# Multi Monitor Setup - Wie am besten / worauf muss ich achten?



## Blackburn (17. November 2011)

Hallo!

Ich bräuchte ein bisschen Hilfe von jemanden der da schon Erfahrung hat. Also im Multi Monitor (3 Stück) Betrieb.
Geplant sind 3 Monitore auf zwei Grafikkarten (SLI). Dabei möchte ich meinen BenQ XL2410T um zwei weitere erweitern.

Die Fragen die sich mir stellen:
1) Kann ich bei einem SLI Gespann (geplannt sind 2x 680er oder 670er) drei 120Hz Monitore betreiben?
2) Gibt es irgendeine Vorgehensweise bei den Anschlüssen? Sprich: 3 Monitore aber 2 Grafikkarten - Wo welchen Monitor anschließen?
3) Eventuelle Vorschläge es anders zu machen 

Ich lege auf jeden Fall einen Wert auf die 120Hz. Die Monitore würde ich hauptsächlich zum spielen verwenden.

• Bereitgestellte Daten:
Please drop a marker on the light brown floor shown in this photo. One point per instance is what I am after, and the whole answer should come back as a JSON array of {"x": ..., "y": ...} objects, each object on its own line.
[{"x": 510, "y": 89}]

• Anforderung A:
Tauschen Sie im Forenbeitrag im Abschnitt von „## Blackburn (17.“ bis „zwei weitere erweitern.“ das Wort „Erfahrung“ gegen „Praxiserfahrung“ aus und geben Sie den Abschnitt so wieder.
• Anforderung B:
Nennen Sie sämtliche Produkt- und Modellbezeichnungen von Hardware, die im Forenbeitrag vorkommen.
• Anforderung C:
Geben Sie den Absatz des Forenbeitrags, der mit „Ich bräuchte ein bisschen Hilfe“ beginnt, als kurze Stichpunktliste wieder und behalten Sie dabei die wesentlichen Angaben bei.
Die Daten haben keinen Bezug zum Forenbeitrag.

• Lösung A:
## Blackburn (17. November 2011)

Hallo!

Ich bräuchte ein bisschen Hilfe von jemanden der da schon Praxiserfahrung hat. Also im Multi Monitor (3 Stück) Betrieb.
Geplant sind 3 Monitore auf zwei Grafikkarten (SLI). Dabei möchte ich meinen BenQ XL2410T um zwei weitere erweitern.

• Lösung B:
- BenQ XL2410T
- 680er
- 670er

• Lösung C:
- Gesucht wird Hilfe von jemandem mit Erfahrung im Betrieb mit drei Monitoren.
- Geplant sind drei Monitore an zwei Grafikkarten im SLI-Verbund.
- Der vorhandene BenQ XL2410T soll um zwei weitere Monitore ergänzt werden.